Excerpts of bounding box data:
________________________________________
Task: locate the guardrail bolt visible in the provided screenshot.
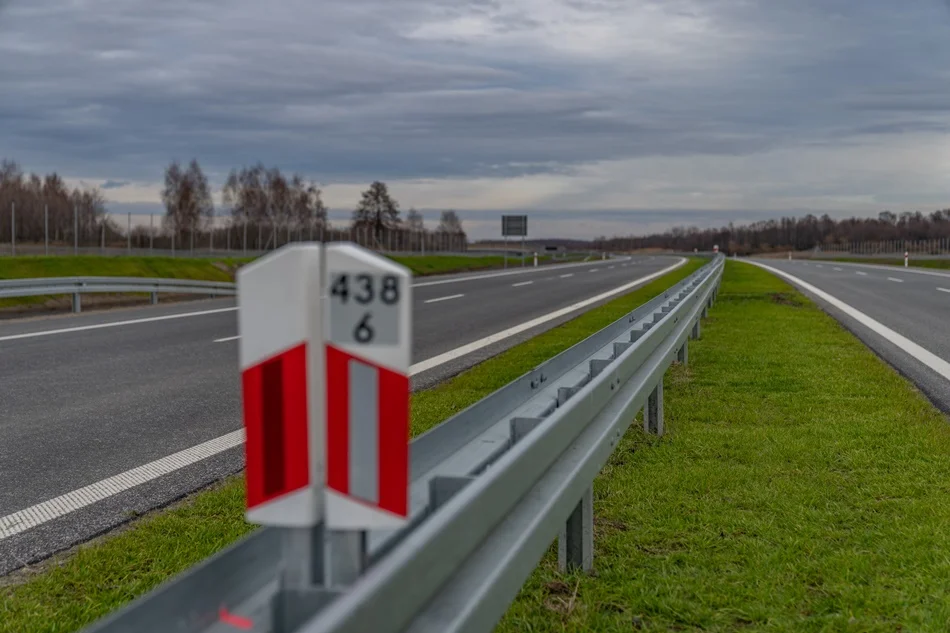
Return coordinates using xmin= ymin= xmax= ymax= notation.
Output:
xmin=557 ymin=486 xmax=594 ymax=573
xmin=643 ymin=378 xmax=663 ymax=436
________________________________________
• _Directions_: Convert each line of the records above into a Markdown table with the columns Row and Line, numbering the rows and skipping blank lines. Leave the pictures out of the table.

• _Output for this task_:
| Row | Line |
|---|---|
| 1 | Task: locate the guardrail bolt visible in the provided screenshot. |
| 2 | Return coordinates using xmin= ymin= xmax= ymax= notation. |
| 3 | Output: |
| 4 | xmin=557 ymin=486 xmax=594 ymax=573 |
| 5 | xmin=643 ymin=378 xmax=663 ymax=436 |